Heritage conservation has assumed a place in contemporary Canadian society because it addresses certain desires, notably for tangible connections to our historical roots and a "sense of place" for those who despair the "anyplace" character of many communities.
Heritage Building Window
In Lower Town, Ottawa (Corel Professional Photos).
Shaughnessy House
The design of the CCA incorporates the 1874 Shaughnessy House that director Lambert saved from demolition (photo by Brian Merrett: www.merrettimages.ca/).
Mile of History
One of the goals of the National Capital Commission is to preserve the historical treasures of the capital (Corel Professional Photos).

Heritage Conservation

Heritage conservation encompasses the identification, protection and promotion of things that are important in our culture and history. The term heritage covers a wide range of tangible things: it can be an object in our built environment, such as a railway station, a bridge or a neighbourhood; it can be an artifact of moveable cultural property, such as a painting, a dress or a Red River cart (see Conservation of Movable Cultural Property); or can be a part of our natural environment, such as a park, a garden or a heritage trail. It can also be intangible, as in folklore, customs, language, dialect, songs and legends. The term conservation can be defined as protection from any agent (be it environmental or human) that threatens to destroy heritage; it also implies increasing our understanding and awareness of heritage. The practice of heritage conservation in Canada ("heritage preservation" in the USA) usually refers to identifying, protecting and promoting valued elements of the built environment, ie, of buildings, structures and sites that have been created in the development of Canada.

Heritage conservation has assumed a place in contemporary Canadian society because it addresses certain desires, notably for tangible connections to our historical roots and a "sense of place" for those who despair the "anyplace" character of many communities. Interest in heritage conservation has grown along with the general conservation movement: it is widely recognized that society can no longer afford to waste resources of any type, including the built environment. It is a concept based on responsible stewardship - that is, on managing valued resources in such a way that they are passed on to succeeding generations unimpaired - and it applies both to the process of making our urban and rural habitats and to enhancing their livability.

Grass-roots community activism has powered much of the heritage conservation movement. Dozens of activist organizations such as the Lunenburg, NS, Heritage Society (1972), Héritage Montréal (1975) and the Society for the Protection of Architectural Resources in Edmonton (SPARE; 1979) have coalesced around threats to their community's built heritage. Concerned citizens in the 1950s, for example, saved from demolition the spectacular 19th-century mansion Craigdarroch Castle in Victoria, BC; residents and supporters of the Milton-Parc neighbourhood in Montréal spearheaded the rehabilitation of hundreds of 19th-century dwellings in the 1970s and 1980s; and inner- city residents of Regina successfully campaigned in the 1980s to retain the neighbourhood-scale capacity and appearance of the Depression-era Albert Memorial Bridge. Through these successes - and some failures - these groups have risen to the challenge of defending their built heritage, often one site at a time, by opposing heritage-insensitive actions, brokering or undertaking restorations, advocating improved heritage legislation and sensitizing citizens to heritage values.

Overview

One of the earliest large-scale attempts to preserve a valued built resource in Canada was Governor General Lord Dufferin's intervention in 1875 to save and enhance the old fortification walls of Québec City (see Québec Citadel). Instead of demolishing the walls, as local business interests wished, Dufferin had the derelict structure rebuilt and added evocative new features. In the spirit of the times, Dufferin's primary objective was to enhance the city's picturesque qualities: it was the notion of a walled city that he thought important, not necessarily the actual stone walls.

▶ _RECORDS PROVIDED_:
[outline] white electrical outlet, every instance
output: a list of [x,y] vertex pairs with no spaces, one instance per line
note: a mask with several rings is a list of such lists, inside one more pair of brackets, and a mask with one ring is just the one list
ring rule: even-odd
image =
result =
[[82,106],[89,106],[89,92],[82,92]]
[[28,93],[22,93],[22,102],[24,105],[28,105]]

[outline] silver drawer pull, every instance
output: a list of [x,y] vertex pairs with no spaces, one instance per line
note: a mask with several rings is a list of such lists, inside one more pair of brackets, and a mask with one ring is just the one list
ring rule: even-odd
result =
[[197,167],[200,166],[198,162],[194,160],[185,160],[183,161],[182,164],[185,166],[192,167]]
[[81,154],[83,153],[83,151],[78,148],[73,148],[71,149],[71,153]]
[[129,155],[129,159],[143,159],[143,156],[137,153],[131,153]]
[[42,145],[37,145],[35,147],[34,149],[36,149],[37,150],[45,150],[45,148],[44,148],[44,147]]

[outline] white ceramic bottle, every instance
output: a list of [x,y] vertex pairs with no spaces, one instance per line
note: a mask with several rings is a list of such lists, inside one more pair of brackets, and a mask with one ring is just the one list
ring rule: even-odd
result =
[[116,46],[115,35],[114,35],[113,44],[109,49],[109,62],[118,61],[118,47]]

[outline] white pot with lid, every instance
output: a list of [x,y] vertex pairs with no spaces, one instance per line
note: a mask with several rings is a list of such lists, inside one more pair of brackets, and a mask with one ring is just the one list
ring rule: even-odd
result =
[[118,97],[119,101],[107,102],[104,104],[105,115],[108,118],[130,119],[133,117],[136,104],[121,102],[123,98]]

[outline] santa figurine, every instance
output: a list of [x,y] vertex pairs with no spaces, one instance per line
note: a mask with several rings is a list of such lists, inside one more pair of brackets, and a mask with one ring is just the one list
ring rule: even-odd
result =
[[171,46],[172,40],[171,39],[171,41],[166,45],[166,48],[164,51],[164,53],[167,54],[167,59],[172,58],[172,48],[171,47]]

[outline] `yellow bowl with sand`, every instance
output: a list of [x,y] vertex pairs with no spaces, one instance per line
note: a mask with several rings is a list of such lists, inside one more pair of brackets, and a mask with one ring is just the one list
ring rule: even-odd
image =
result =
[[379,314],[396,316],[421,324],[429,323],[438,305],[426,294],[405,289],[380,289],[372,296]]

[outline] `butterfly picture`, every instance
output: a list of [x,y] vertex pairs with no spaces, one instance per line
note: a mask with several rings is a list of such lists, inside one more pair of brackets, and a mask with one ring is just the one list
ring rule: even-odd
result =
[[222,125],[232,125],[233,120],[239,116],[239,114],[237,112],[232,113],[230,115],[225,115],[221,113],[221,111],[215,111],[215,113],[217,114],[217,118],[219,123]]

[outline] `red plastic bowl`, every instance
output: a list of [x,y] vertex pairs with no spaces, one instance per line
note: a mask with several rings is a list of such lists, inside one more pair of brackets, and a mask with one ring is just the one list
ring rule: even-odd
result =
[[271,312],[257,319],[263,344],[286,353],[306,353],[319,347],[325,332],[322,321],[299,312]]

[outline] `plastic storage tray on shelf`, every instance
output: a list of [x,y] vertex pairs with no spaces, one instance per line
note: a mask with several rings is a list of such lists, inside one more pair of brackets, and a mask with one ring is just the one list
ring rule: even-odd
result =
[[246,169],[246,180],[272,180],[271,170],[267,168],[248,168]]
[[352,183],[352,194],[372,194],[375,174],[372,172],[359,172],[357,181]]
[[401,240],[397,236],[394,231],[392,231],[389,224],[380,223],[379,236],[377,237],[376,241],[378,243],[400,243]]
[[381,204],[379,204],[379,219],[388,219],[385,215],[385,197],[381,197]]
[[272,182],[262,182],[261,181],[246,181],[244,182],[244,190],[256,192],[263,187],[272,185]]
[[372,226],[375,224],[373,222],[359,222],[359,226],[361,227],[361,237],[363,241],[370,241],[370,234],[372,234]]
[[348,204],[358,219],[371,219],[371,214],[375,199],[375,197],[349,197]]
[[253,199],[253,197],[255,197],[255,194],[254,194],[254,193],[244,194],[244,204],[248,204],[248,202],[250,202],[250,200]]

▶ _PROBLEM A_:
In the heritage conservation text, what did Lord Dufferin do with Québec City's old fortification walls instead of demolishing them?
▶ _PROBLEM B_:
Please rewrite the heritage conservation text from "Mile of History" up to and including "capital (Corel Professional Photos).", swapping "historical treasures" for "heritage landmarks".

▶ _OUTPUT A_:
He had the derelict structure rebuilt and added evocative new features.

▶ _OUTPUT B_:
Mile of History
One of the goals of the National Capital Commission is to preserve the heritage landmarks of the capital (Corel Professional Photos).